TEXT.
The madarsa has long been the maligned eye of sectarian storms.
Saraimir’s Madarsa-e-Tul Islah is no exception. It’s an institution
dating back more than a hundred years, set in a sprawling expanse of
groves and flower-beds. Ashfaq Ahmed, the 76-year-old rector, sits
solitary in the shade of an open, high-domed gazebo. He wears the
calm of a wizened man, but the tumult rippling around hasn’t left him
untouched.
“I have spent all my life here, as a student, then as a teacher,” he
says. “Hundreds of thousands of us have lived here for ages and ages.
We’ve fought wars for freedom, we’ve struggled for independence,
we’re stakeholders in the destiny of the country, and suddenly we are
being told we are traitors. On what ground? By who, with what
legitimacy? Whose country is this now? Not ours?”
He isn’t arguing the boys from Azamgarh are all above guilt, but he
isn’t allowing anyone else to pass judgement on them either. “We’ve
been allowed to believe we have a Constitution and laws. How can the
police, and even you the media, call people guilty without affording
them trial, everybody is innocent until otherwise proved, isn’t it?
What you are doing is tearing this earth apart, it’s my earth too,
don’t forget, I daily labour to spring those flowers you see.”
Not very far from this madarsa is a village called Lamhi, home to
Munshi Prem Chand, who wrote a once-celebrated story called The
Temple and the Mosque in which maulana and mahant together dictate
the end to communal disruption and repair broken fences.
Prem Chand’s craft, we are reliably told, represented reality. Today,
you might want to dismiss that as figment of his fantasy. Rest in
peace, Prem Chand, there’s a war rumbling over your memory, mahant
and maulana are back at the broken fence, this time dealing blows.

STORED ROWS.
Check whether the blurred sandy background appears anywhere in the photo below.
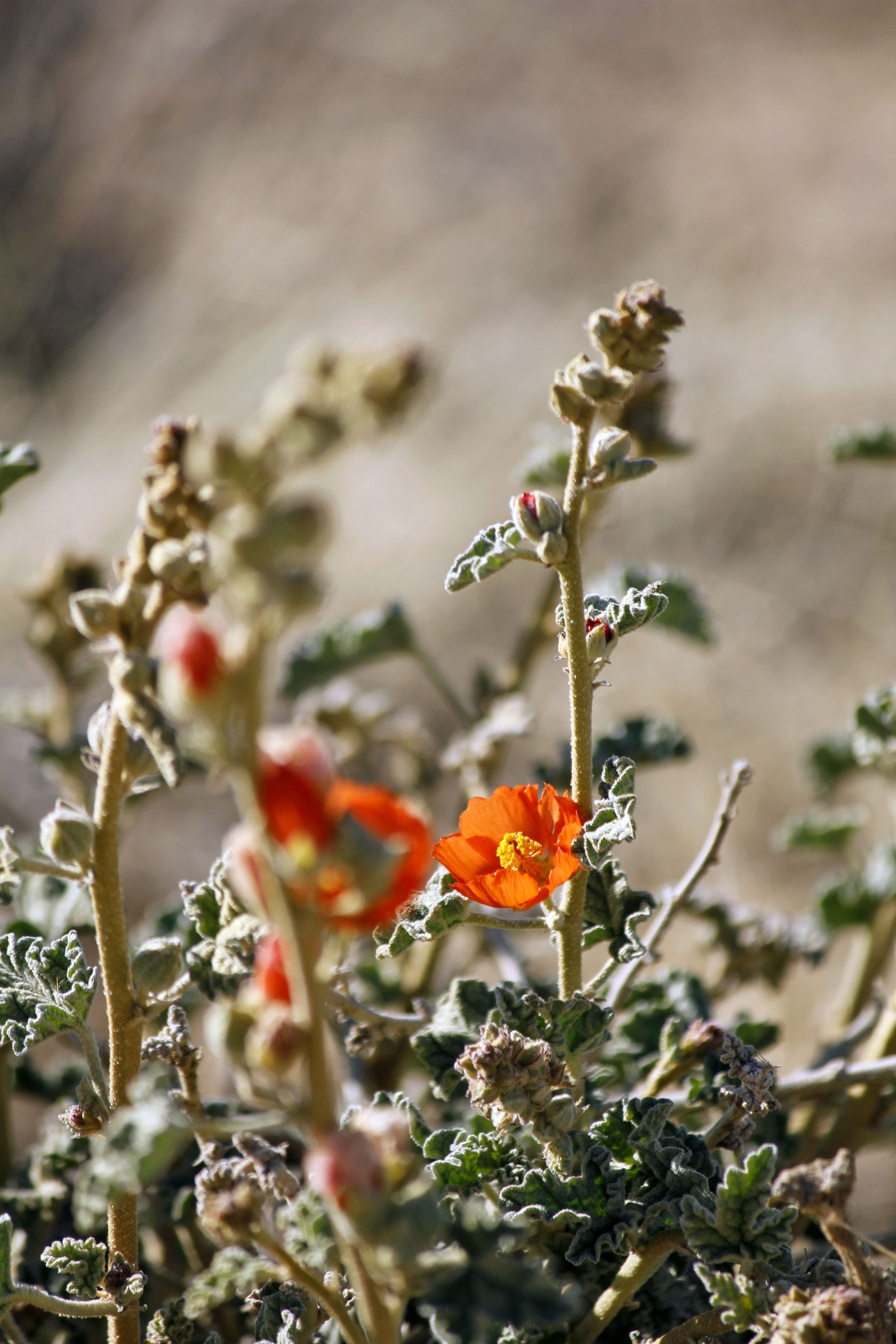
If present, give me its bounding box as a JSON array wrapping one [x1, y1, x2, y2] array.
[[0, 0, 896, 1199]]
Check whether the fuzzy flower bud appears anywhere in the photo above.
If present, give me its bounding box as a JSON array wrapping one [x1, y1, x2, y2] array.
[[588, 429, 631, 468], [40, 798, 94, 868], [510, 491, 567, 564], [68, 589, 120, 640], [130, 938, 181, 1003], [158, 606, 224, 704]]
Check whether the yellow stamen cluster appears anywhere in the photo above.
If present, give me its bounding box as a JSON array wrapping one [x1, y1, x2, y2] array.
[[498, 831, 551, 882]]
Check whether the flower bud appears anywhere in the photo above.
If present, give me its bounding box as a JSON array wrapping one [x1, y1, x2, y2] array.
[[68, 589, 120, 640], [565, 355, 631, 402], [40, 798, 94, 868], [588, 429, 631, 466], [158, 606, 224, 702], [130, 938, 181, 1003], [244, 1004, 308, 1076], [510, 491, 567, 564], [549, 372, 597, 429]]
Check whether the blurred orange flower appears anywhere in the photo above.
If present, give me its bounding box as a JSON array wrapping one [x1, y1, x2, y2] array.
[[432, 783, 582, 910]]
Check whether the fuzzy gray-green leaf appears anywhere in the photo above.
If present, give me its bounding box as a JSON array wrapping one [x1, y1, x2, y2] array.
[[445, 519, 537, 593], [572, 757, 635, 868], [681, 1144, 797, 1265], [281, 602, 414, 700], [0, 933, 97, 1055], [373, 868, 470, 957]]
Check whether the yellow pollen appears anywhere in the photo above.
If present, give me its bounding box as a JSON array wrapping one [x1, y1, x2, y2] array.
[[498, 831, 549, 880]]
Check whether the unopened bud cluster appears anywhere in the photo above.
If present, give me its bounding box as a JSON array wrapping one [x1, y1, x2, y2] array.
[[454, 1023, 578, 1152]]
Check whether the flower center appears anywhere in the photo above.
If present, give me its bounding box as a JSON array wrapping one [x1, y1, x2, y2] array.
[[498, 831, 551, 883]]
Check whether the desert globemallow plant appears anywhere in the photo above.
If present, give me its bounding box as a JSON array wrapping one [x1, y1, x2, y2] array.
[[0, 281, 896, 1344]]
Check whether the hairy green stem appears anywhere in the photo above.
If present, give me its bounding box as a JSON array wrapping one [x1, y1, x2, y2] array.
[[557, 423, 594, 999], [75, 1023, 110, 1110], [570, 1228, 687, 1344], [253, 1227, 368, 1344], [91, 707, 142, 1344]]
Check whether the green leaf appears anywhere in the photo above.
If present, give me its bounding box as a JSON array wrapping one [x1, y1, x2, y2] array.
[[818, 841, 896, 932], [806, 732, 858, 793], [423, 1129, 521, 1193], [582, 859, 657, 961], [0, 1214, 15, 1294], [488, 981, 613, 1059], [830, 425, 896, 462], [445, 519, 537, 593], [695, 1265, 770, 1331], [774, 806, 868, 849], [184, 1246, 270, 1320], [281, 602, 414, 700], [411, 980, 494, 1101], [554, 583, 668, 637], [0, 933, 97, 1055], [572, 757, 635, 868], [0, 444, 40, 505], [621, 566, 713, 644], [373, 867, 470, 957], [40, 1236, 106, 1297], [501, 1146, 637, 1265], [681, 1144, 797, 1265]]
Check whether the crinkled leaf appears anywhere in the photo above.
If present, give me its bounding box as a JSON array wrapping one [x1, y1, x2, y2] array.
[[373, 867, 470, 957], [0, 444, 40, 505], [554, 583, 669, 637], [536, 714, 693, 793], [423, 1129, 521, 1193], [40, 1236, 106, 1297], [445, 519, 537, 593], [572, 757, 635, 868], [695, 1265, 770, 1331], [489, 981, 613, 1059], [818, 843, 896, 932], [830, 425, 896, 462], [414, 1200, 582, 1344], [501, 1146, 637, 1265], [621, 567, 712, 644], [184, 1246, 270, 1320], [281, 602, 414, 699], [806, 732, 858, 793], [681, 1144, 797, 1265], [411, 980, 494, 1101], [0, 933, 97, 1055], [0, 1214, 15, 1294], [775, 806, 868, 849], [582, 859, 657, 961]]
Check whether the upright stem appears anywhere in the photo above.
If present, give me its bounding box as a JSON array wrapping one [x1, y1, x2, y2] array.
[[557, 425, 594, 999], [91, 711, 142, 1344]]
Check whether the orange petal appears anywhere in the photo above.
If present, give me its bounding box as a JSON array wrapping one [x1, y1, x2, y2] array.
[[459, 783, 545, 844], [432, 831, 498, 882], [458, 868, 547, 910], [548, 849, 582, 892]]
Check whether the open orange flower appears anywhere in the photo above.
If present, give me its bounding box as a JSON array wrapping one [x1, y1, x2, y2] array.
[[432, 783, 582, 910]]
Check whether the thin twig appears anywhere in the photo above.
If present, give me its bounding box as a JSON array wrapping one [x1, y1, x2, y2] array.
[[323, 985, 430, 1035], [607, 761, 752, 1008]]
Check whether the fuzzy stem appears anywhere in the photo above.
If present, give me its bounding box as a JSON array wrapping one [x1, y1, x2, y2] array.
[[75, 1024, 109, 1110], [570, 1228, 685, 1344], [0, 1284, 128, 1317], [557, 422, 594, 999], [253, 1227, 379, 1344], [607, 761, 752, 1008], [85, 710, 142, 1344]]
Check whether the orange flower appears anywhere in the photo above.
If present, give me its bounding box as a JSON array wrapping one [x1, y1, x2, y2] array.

JOBS.
• 1. Change "orange flower" to "flower bud" in the listing lines running from the one containing "Check whether the orange flower" through the end of the listing, inclusive, and leave everything else as it is.
• 2. Go on with the piece about the Saraimir madarsa, picking up after its final sentence.

EXPECTED ANSWERS.
• 1.
Check whether the flower bud appears anywhere in the photo above.
If present, give me its bounding box as a JSON array wrapping one [x1, y1, x2, y2] array.

• 2.
o o o
(iv)
The Telegraph
September 27, 2008
PAY RS 1.5 LAKH OR BE BRANDED A TERRORIST, POLICE TOLD HIM
- Portrait of a victim
by Imran Ahmed Siddiqui
Milan Molla recounts the chain of events since a freak blast on
August 3 killed four of his family members. Picture by Amit Datta
When some police officers asked Milan Molla to choose between the tag
of “terrorist” and a Rs 1.5-lakh bribe, the slum-dweller knew he had
to pay or perish.
“They raided our house on August 6 and took me to an SSPD (Special
Staff of Port Division) outpost. They threatened to book me for the
blast that killed four of my family members three days earlier unless
I gave in to their demand,” he told Metro on Friday.
Milan had lost his younger brother Deedar, cousins Ramzan and Shaqib,
and granduncle Hasan in the freak blast in Cossipore on August 3.
Deedar and Ramzan were trying to break open a discarded shell they
had brought home from the banks of the Hooghly when the blast
occurred. Commissioner of police Gautam Mohan Chakrabarti and other
senior officials had ruled out a terrorist link in the incident that
very night.
But a group of policemen from the wing that tracks criminal activity
in the port area then laid a terror trap for the illiterate Milan.
With her son in lock-up and nobody around to help, mother Anwara Bibi
borrowed Rs 35,000 and paid the first instalment to an officer.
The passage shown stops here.